→ Text:

Wir kommen, die Gitarre im Gepäck. Er ist so brüsk und gestikuliert so wütend, dass wir nicht singen. Oma versucht, ihren Schock zu verbergen. Dies ist ein Nicht-Weihnachten. Opa will Weihnachten lieber gar nicht als halb.
Dämonen
Wenn es die Hölle gibt, beginnt sie vor dem Tod. Im Januar kommen furchtbare Schmerzen. Opa stöhnt, er leidet ununterbrochen. Die Ärztin beginnt, Morphium zu verabreichen. Morphium lindert die Schmerzen, die psychische Wirkung hängt vom Seelenzustand ab. Opa bestürmen Geister, Schatten, Dämonen. Statt Schmerz nun Grausen.

→ Bereitgestellte Daten:
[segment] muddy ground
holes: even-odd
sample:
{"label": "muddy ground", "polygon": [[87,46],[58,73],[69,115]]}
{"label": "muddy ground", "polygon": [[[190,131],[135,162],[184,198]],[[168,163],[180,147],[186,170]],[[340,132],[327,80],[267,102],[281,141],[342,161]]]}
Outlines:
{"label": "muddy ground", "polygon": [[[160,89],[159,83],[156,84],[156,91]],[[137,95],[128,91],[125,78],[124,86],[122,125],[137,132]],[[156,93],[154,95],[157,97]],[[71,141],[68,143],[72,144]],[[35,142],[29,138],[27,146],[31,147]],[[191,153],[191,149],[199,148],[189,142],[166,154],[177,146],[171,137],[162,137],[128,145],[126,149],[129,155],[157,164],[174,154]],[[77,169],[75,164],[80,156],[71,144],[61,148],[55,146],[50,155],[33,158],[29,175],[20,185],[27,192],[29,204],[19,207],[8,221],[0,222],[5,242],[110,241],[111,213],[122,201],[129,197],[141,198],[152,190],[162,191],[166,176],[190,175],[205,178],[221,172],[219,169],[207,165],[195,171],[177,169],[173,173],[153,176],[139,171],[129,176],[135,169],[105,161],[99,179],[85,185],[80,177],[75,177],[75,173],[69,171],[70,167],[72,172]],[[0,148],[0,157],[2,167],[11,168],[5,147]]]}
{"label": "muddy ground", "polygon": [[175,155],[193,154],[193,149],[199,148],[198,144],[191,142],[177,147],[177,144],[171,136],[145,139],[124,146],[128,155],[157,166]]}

→ Aufgabe:
Schreib den Abschnitt des Textes von "Wir kommen, die" bis "nicht als halb." erneut ab und benenne dabei "Gitarre" in "Geige" um.

→ Lösung:
Wir kommen, die Geige im Gepäck. Er ist so brüsk und gestikuliert so wütend, dass wir nicht singen. Oma versucht, ihren Schock zu verbergen. Dies ist ein Nicht-Weihnachten. Opa will Weihnachten lieber gar nicht als halb.